== Set problem ==
Please repeat the data from the line containing "of the audience" through the end, inclusive, switching "audience member" to "attendee" and leaving everything else unchanged.

----

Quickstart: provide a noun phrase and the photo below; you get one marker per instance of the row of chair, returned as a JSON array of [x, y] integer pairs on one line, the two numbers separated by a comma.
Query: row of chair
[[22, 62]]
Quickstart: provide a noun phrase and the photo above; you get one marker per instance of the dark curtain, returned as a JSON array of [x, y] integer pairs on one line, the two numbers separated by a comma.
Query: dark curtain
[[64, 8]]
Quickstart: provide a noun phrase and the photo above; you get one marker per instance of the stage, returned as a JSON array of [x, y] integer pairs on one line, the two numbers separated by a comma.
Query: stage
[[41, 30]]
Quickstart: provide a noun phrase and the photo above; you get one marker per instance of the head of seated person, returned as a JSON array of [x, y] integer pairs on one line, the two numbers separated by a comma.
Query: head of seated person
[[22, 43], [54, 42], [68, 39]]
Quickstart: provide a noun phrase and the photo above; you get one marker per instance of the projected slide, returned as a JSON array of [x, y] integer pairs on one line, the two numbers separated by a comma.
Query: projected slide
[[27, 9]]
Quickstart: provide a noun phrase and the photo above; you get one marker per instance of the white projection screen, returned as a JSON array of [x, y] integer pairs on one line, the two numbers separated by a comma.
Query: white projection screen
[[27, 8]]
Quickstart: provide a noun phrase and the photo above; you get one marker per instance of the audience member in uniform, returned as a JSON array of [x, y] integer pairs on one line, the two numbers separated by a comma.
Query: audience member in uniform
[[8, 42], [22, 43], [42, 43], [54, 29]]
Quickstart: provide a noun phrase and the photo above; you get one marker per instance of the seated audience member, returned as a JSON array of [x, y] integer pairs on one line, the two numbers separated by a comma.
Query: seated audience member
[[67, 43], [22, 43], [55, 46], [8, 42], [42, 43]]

----

== Worked answer ==
Quickstart: provide a noun phrase and the photo above; you get one marker per instance of the attendee in uniform, returned as a JSON array of [x, y] integer pairs on one line, the two numbers separated by a comma.
Query: attendee in uniform
[[8, 42], [22, 43], [42, 43], [54, 29]]
Quickstart: provide a noun phrase and the photo above; you get one marker per instance of the seated attendee, returned as a JSON array of [x, y] integer pairs on one line, the two numbers separated by a comma.
Query: seated attendee
[[67, 43], [22, 43], [55, 46], [8, 42], [42, 43]]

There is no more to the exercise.